__原文__.

────────────────────

猫ちゃんの肉球と言えば、プニプニでかわいらしく、ちょっとしたデザインにも使われる愛らしい存在ですよね。
でも、その肉球の一部がこのように剥がれ、赤くただれてしまう病気が時々あります。
ひどくなると、このようにジュクジュクと潰瘍化し、出血傾向となってしまうので、痛々しくてかわいそうなのです。
これはやや長毛の猫ちゃんだったためか?潰瘍化した所に毛と混ざりあったカサブタが張りついています。
この病気になると、潰瘍化していない足底球も腫れぼったくてカサカサしている傾向なので…明らかに異常に見えます。
この病気で思い出されるのは、このやつれてしまった野良猫ちゃん。
他院にて内科療法が効かず、外科的切除を二度行った…ということですが…
この通り、ひどい状態で…私もここまでひどいケースは初めてですね。
抗菌薬だけでもよくなることが多く、外科的切除でよくなることもあると教科書的には書いてあるのです(ステロイドも効くような記述がありますが、私の経験では効きませんでした)。
が…まあ、この病気は多頭飼育的な環境でレトロウイルスが蔓延しているであろうケースでの発生が多いので、なかなかややこしいですね。
抗菌薬だけで効かなかった場合、当院では漢方薬を併用して良い結果が出ているので、この子にも使うことになりました。

────────────────────

__抽出データ__.

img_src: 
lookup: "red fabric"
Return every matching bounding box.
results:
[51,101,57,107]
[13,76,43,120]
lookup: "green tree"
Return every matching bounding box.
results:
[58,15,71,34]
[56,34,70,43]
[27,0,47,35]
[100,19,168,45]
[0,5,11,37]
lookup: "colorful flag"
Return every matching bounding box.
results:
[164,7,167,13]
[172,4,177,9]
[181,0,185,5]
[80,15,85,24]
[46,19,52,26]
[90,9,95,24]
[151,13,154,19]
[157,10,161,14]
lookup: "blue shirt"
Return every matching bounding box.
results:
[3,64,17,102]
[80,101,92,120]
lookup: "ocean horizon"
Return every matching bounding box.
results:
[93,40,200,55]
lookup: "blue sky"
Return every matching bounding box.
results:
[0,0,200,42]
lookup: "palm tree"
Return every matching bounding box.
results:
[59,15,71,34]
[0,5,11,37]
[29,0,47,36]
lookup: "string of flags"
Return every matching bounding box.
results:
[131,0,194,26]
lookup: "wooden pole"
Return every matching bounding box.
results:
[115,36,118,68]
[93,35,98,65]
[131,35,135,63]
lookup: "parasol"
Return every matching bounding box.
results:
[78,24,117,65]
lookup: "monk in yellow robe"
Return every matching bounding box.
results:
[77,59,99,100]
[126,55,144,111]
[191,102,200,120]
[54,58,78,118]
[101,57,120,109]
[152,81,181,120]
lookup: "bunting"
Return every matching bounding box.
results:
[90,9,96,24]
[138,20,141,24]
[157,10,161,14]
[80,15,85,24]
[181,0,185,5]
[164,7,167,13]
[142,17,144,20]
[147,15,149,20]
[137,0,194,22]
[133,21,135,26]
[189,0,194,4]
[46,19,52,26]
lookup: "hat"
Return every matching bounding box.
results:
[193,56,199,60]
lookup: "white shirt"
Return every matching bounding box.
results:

────────────────────

__実施事項__.
1. 猫の肉球の病気を扱った文章から、「抗菌薬だけで効かなかった場合、当院では漢方薬を併用して良い結果が出ているので、この子にも使うことになりました。」という一文を英語に訳せ。
2. 猫の肉球の病気を扱った文章の最後の文に続けて、その先の内容を書け。

__演習の解答__.
1. When antibiotics alone have not worked, our clinic has seen good results by also using Kampo medicine, so we decided to use it for this cat as well.

2.
これは約1ヵ月後の写真です――職場周囲に住み着いたノラちゃんなので、きちんと投薬できないこともあったようですが、かなり良くなってきました。
これは約2ヵ月後の写真です――最初の写真と比べると、足底球の腫れが引き、しぼんでいるように見えます。
その後、しばらく診察に来なかったので気になっていたのですが、約6ヵ月後にケンカによる外傷で来院となりました。
肉球を確認してみると…ちょっとシワシワしていますが腫れはなく、潰瘍化もしていません。
治って元気だったから来院しなかったそうで、飼い主さん(世話主さん?)はとても喜んでいました!
転院して来られた場合、難治性のケースが多いので油断禁物なのですが、シンプルな治療で、あの状態からここまで良くなるなんて、私もちょっと驚きました!